◆ Entries shown ◆
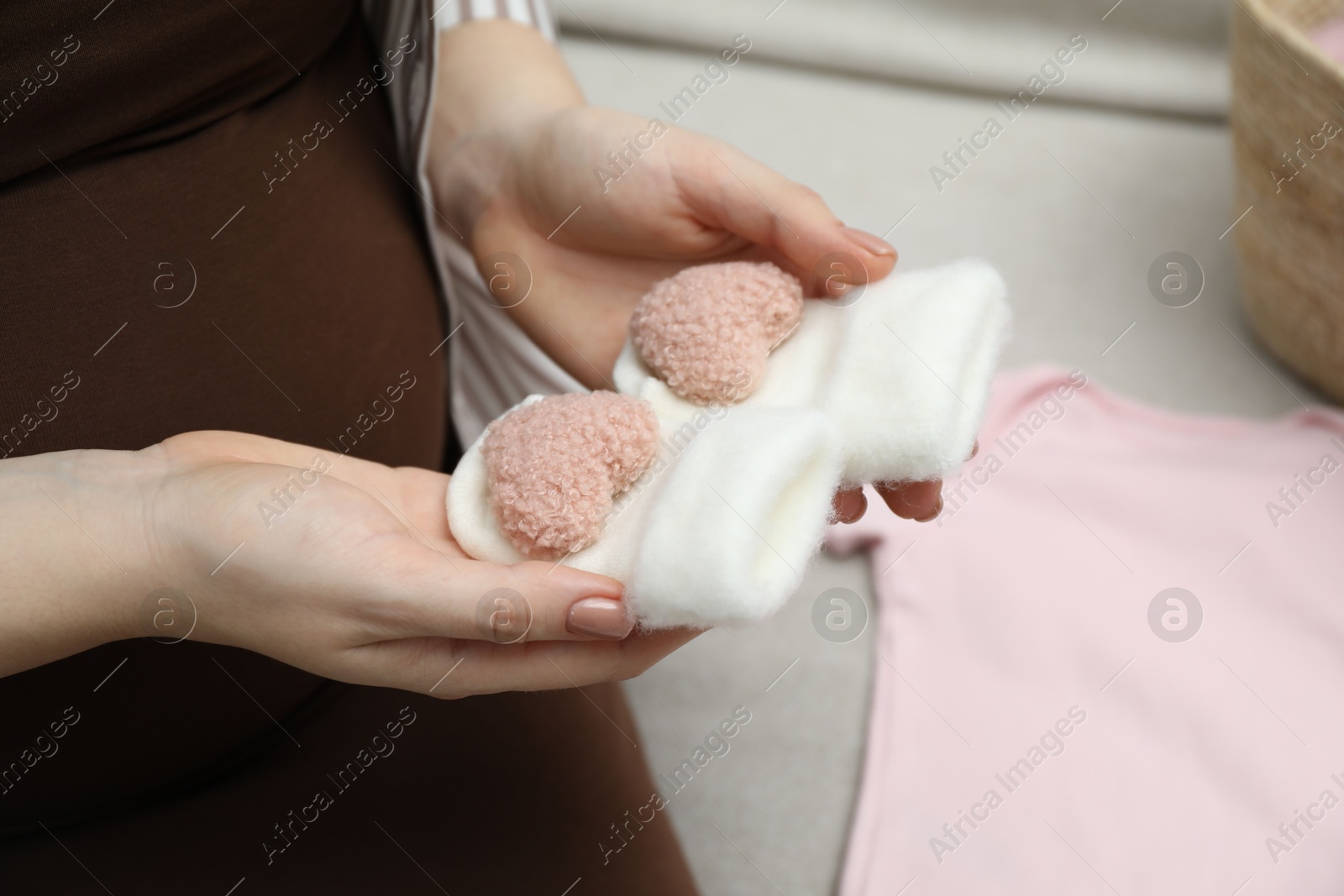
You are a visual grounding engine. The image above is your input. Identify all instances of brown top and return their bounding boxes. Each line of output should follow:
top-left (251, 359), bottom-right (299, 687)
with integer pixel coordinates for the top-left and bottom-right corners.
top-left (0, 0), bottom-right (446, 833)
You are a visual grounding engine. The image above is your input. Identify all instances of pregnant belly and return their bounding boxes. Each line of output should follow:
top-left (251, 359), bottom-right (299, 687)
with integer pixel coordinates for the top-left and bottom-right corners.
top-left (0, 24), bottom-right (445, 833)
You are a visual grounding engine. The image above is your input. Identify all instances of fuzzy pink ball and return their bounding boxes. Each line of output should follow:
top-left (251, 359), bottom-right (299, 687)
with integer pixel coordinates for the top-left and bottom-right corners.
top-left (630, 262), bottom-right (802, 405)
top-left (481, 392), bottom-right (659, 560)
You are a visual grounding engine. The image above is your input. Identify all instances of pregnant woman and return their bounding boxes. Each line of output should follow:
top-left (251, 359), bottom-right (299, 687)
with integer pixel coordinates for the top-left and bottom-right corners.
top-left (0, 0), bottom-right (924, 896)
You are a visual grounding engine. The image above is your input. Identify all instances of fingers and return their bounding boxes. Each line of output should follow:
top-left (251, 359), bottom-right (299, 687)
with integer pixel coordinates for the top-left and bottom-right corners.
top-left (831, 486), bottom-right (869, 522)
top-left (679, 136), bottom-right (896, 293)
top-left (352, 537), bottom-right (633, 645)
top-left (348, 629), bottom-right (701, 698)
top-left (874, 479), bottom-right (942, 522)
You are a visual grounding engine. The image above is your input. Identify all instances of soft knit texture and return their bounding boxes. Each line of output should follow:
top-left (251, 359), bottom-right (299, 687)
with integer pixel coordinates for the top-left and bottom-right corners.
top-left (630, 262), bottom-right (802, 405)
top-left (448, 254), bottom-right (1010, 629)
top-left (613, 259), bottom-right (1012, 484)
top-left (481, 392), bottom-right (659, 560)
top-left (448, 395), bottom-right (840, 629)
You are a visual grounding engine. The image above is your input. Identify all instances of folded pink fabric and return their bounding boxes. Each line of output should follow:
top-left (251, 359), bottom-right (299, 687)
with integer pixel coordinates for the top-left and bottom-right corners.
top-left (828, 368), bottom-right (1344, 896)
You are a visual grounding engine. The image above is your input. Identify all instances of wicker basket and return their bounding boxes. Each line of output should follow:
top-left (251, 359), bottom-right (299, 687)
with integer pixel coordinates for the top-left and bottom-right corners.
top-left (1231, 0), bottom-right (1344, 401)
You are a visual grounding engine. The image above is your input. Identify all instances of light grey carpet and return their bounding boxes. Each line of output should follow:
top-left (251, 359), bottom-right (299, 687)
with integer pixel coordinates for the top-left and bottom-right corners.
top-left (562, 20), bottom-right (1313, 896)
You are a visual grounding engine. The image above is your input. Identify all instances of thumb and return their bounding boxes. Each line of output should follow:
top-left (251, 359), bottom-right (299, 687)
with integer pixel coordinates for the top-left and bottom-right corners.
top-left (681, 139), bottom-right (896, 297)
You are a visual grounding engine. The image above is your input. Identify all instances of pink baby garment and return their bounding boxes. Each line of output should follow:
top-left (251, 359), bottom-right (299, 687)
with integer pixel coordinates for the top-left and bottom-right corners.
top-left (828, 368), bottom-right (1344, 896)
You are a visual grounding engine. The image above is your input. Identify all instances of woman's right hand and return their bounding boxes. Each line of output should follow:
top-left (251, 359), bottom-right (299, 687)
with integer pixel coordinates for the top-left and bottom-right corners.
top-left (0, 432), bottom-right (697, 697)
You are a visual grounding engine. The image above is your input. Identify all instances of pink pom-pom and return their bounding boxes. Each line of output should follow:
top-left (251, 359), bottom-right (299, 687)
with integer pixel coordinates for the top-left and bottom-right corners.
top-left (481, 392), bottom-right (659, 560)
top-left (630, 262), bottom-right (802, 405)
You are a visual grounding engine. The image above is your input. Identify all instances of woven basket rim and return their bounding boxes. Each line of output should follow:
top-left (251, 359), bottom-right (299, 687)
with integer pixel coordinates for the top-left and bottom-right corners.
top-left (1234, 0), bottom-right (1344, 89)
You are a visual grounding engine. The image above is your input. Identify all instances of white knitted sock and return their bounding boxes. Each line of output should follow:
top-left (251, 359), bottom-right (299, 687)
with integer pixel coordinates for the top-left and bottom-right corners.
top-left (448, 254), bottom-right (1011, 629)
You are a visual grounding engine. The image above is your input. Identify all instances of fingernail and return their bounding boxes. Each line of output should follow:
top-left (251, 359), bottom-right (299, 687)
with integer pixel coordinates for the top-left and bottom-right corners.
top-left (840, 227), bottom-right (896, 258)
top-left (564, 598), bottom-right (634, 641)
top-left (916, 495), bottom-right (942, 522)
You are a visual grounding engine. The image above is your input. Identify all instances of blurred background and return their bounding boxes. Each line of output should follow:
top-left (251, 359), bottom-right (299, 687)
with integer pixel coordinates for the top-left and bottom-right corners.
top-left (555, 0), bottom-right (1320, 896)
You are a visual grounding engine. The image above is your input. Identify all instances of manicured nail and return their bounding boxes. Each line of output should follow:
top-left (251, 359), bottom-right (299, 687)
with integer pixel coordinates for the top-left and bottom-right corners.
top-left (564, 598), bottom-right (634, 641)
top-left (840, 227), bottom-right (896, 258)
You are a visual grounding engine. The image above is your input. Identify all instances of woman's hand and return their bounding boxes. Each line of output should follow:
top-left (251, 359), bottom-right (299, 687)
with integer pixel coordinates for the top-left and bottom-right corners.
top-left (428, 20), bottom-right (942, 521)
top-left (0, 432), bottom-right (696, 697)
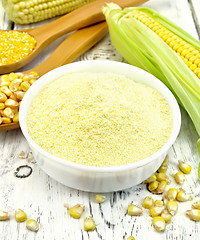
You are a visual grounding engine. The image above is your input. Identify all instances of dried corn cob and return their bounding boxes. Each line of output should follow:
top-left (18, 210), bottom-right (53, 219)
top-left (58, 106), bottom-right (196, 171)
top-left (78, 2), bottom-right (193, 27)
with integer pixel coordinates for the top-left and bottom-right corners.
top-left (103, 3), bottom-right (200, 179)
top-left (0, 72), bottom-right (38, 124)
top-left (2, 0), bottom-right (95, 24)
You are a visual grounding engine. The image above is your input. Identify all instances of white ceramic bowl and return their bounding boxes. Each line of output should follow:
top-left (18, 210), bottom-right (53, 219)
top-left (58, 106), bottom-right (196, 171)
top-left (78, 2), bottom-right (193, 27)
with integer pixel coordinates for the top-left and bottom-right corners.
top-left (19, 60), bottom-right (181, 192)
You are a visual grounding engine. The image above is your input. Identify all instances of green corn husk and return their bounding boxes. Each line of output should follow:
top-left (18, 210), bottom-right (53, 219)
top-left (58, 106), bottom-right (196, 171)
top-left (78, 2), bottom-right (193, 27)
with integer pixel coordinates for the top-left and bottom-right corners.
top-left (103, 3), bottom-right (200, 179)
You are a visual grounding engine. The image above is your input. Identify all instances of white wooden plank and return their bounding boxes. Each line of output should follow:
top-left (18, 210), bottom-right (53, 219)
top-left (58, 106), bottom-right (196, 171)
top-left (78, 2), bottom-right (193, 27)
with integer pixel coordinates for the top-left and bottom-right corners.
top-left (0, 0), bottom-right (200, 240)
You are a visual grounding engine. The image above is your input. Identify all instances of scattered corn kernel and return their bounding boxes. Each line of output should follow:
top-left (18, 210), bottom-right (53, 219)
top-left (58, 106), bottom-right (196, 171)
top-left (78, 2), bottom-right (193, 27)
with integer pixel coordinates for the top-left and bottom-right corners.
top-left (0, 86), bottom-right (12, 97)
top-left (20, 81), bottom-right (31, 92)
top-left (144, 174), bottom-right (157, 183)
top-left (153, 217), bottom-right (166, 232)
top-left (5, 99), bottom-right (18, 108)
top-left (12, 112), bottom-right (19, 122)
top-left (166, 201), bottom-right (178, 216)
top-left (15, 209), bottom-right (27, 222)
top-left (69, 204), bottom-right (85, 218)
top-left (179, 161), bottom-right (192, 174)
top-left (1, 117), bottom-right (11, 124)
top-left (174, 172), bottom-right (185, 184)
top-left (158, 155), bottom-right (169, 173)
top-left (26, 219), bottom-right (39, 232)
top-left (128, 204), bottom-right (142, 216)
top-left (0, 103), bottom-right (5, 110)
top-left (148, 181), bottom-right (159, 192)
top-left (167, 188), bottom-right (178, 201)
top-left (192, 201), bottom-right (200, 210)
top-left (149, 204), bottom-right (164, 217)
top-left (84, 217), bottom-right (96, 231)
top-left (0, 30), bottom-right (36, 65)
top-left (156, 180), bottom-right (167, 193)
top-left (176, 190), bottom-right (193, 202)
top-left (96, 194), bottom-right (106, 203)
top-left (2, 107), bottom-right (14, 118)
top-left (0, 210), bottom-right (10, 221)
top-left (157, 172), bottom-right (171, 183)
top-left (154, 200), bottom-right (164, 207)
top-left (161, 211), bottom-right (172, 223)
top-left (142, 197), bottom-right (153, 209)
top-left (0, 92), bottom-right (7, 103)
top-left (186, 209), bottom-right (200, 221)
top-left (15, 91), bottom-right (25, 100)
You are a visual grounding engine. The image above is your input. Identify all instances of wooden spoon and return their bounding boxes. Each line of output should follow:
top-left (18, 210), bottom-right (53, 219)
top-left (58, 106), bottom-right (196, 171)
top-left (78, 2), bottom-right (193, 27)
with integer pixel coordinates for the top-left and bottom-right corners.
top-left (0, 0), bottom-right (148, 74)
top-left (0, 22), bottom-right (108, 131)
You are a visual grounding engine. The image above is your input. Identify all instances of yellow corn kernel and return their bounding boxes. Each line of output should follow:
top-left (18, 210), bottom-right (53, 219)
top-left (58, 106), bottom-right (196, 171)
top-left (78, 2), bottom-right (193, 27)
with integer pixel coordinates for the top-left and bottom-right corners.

◆ The exercise ◆
Rewrite everything from the line containing "instances of blurred" down to the line containing "top-left (2, 0), bottom-right (95, 24)", both included, as a numbered list. Skip blank lines and leave any pictures out.

◆ Output for this exercise ◆
1. You are a visual grounding engine. The image above is your input. Identify all instances of blurred background and return their bounding boxes. Each line of output should follow:
2. top-left (251, 359), bottom-right (299, 687)
3. with integer pixel coordinates for the top-left and bottom-right corners.
4. top-left (555, 0), bottom-right (1320, 896)
5. You are a visual grounding engine. The image above is your input. Identify all instances of manicured nail and return their bounding boxes. Each line of output should follow:
6. top-left (251, 359), bottom-right (299, 687)
7. with integer pixel coordinates for the top-left and bottom-right corners.
8. top-left (564, 598), bottom-right (634, 641)
9. top-left (840, 227), bottom-right (896, 258)
10. You are a visual grounding engine. The image above is your input. Identify all instances of woman's hand and return their bounding boxes. Each line of output should follow:
11. top-left (251, 359), bottom-right (299, 687)
12. with integer pixel coordinates for the top-left and bottom-right corners.
13. top-left (428, 20), bottom-right (942, 521)
14. top-left (0, 432), bottom-right (696, 697)
15. You are a visual grounding engine. The image above is your input. Identify all instances of dried corn cob and return their bounding boxes. Each line of output should follow:
16. top-left (18, 210), bottom-right (53, 219)
17. top-left (58, 106), bottom-right (196, 171)
18. top-left (78, 2), bottom-right (193, 27)
19. with integer pixel coordinates for the top-left and bottom-right corners.
20. top-left (103, 3), bottom-right (200, 179)
21. top-left (0, 72), bottom-right (38, 124)
22. top-left (2, 0), bottom-right (95, 24)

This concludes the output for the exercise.